[A block of data]
-- Start --
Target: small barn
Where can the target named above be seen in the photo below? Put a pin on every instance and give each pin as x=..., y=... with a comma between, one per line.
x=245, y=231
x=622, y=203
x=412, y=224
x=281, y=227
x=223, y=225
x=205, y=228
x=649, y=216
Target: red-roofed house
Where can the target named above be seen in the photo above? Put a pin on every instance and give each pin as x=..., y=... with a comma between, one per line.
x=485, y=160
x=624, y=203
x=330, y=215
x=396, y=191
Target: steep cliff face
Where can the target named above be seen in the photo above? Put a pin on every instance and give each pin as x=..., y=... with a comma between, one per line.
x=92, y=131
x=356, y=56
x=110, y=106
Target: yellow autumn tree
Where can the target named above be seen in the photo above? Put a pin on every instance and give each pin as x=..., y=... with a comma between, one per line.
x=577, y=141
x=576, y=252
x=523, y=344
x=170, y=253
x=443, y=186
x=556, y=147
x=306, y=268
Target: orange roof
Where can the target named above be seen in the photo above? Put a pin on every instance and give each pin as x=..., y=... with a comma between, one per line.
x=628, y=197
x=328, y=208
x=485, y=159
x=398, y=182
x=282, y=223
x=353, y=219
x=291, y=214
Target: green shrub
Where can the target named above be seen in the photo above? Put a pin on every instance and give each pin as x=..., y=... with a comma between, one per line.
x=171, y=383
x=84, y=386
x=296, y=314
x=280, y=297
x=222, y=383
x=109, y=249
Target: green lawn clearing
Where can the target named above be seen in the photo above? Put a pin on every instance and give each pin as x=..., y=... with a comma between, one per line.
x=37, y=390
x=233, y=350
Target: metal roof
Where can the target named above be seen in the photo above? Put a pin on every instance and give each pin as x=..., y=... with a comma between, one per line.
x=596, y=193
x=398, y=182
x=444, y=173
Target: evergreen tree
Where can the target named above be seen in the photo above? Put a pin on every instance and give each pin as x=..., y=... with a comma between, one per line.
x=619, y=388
-- End --
Problem to solve: Rewrite the material above from the line with "Target: yellow autumn tree" through the line with "x=306, y=268", keeping every line in order and increasing each x and y coordinate by 37.

Output below:
Target: yellow autumn tree
Where can the target named above be seen in the photo above? Put a pin on every instance and give each pin as x=..., y=... with a comma between, one per line.
x=614, y=178
x=613, y=289
x=560, y=381
x=207, y=290
x=480, y=223
x=593, y=184
x=343, y=305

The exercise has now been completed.